━━━━━ Records to use

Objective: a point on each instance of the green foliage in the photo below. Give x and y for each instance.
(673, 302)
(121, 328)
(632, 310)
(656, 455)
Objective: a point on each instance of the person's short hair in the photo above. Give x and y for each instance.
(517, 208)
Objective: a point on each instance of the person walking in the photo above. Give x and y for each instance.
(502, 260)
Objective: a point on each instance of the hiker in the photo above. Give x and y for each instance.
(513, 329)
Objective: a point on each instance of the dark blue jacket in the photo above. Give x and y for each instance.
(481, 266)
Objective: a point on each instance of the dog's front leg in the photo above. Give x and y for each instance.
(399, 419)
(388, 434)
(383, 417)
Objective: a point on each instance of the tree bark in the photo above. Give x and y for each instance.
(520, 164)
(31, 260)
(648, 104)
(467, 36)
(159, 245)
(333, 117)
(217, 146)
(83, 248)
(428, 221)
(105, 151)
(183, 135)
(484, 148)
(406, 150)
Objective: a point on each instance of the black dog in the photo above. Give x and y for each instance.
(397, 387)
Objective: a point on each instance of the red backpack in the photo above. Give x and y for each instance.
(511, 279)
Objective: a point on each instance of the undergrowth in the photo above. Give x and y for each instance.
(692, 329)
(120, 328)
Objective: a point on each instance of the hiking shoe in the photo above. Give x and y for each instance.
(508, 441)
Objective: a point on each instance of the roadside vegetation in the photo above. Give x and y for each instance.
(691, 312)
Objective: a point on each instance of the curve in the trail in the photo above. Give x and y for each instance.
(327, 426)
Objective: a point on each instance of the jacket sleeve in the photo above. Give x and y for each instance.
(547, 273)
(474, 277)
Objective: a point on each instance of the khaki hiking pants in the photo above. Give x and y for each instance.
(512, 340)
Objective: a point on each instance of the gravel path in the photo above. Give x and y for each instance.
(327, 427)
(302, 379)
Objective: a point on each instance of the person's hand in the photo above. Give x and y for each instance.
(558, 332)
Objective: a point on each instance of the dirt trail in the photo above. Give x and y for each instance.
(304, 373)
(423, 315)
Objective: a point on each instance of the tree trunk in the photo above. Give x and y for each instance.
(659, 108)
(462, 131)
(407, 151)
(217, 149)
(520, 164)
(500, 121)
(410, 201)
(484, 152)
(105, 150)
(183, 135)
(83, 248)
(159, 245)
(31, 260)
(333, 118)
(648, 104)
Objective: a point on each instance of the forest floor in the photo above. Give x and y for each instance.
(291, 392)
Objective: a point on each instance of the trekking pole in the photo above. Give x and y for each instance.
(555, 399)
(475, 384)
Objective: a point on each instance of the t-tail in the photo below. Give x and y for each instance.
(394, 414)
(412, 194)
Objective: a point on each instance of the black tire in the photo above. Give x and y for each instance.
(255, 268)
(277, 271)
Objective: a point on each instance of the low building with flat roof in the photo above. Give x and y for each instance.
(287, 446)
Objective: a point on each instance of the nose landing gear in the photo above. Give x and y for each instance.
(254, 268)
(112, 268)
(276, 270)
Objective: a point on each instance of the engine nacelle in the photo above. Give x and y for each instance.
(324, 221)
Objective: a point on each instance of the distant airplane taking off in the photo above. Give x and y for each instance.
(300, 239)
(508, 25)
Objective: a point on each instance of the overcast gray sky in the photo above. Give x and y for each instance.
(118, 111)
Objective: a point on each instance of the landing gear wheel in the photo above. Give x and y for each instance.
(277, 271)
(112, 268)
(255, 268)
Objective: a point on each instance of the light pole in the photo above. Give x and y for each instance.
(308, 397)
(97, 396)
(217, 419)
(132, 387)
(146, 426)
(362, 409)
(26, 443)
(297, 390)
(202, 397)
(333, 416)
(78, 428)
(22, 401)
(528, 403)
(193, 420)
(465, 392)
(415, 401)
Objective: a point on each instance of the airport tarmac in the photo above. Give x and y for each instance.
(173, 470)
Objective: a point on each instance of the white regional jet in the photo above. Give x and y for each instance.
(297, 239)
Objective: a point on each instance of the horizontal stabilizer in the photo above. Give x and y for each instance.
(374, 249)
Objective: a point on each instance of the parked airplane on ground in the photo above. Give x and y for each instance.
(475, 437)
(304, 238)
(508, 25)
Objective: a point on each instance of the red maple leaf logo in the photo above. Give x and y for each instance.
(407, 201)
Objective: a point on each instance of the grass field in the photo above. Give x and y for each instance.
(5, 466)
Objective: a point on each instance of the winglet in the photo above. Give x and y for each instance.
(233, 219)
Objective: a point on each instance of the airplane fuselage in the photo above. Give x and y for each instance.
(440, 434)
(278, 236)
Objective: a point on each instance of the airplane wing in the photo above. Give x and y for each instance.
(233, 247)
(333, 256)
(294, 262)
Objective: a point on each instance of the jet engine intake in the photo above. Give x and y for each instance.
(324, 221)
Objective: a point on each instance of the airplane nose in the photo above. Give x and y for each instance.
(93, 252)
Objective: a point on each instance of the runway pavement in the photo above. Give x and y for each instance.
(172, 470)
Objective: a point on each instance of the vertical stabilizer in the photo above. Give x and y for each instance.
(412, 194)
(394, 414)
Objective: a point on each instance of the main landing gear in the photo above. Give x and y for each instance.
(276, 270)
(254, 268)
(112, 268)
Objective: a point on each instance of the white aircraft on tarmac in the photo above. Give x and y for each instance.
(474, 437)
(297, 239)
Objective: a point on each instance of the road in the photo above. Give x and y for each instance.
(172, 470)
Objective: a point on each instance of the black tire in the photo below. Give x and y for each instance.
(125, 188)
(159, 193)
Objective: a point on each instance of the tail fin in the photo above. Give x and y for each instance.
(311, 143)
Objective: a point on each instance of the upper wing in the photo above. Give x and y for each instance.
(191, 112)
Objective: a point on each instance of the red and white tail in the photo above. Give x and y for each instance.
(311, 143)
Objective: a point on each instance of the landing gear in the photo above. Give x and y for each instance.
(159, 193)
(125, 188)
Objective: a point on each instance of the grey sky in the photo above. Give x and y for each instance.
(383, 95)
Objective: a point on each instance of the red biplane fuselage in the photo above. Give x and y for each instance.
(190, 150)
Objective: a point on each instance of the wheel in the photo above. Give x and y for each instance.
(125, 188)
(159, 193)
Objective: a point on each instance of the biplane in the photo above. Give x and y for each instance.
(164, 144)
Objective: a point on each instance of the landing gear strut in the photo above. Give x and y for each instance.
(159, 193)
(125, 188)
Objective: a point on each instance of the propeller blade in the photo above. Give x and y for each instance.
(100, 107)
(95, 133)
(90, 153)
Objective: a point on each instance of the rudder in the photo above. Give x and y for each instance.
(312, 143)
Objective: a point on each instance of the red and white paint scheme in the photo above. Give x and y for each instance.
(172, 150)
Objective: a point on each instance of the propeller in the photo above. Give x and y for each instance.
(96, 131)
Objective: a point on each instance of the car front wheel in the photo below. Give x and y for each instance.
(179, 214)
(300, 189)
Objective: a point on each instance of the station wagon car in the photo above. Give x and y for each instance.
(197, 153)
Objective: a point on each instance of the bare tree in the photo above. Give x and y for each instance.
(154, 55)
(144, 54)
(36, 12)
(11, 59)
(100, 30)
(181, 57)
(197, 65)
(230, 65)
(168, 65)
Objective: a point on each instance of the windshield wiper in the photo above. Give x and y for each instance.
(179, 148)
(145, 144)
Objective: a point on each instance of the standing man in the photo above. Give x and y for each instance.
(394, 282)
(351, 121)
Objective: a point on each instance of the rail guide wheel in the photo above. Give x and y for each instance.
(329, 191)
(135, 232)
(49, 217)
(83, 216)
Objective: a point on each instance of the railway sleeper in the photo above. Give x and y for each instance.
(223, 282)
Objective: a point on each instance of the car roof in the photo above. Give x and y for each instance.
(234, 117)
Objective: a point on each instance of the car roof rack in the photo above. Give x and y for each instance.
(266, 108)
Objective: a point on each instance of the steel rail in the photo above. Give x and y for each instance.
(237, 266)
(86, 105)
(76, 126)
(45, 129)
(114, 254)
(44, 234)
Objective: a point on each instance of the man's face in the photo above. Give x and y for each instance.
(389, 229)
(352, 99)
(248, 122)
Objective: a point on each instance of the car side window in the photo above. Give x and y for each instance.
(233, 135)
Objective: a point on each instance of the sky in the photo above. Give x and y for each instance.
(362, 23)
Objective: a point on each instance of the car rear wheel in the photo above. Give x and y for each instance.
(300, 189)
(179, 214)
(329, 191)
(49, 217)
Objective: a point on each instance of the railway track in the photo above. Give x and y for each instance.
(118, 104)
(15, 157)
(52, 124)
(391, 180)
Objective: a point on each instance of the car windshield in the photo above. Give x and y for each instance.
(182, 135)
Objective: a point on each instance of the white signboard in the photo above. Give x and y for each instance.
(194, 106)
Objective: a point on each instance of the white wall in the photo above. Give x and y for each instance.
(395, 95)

━━━━━━━━━━

**What is expected**
Output exactly the lines between the one containing "Objective: a point on each instance of the car windshield" and the final line above, both inclusive.

**Answer section**
Objective: a point on each instance of the car windshield in the photo above. Give x and y for each instance.
(182, 135)
Objective: a point on each instance of the white signboard in the photo above. Give x and y for each instance.
(194, 106)
Objective: a point on each instance of the white wall in the photo above. Give x and y for each instance.
(395, 95)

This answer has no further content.